> [Task goal]:
To complete the exercise, write out all the data exactly.

[Data records]
+++
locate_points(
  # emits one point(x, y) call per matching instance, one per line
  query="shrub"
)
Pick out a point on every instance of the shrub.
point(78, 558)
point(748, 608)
+++
> [Answer space]:
locate_points(
  # emits one point(x, y) call per matching instance, one per line
  query="shrub"
)
Pick out a point on every instance of the shrub.
point(78, 558)
point(748, 608)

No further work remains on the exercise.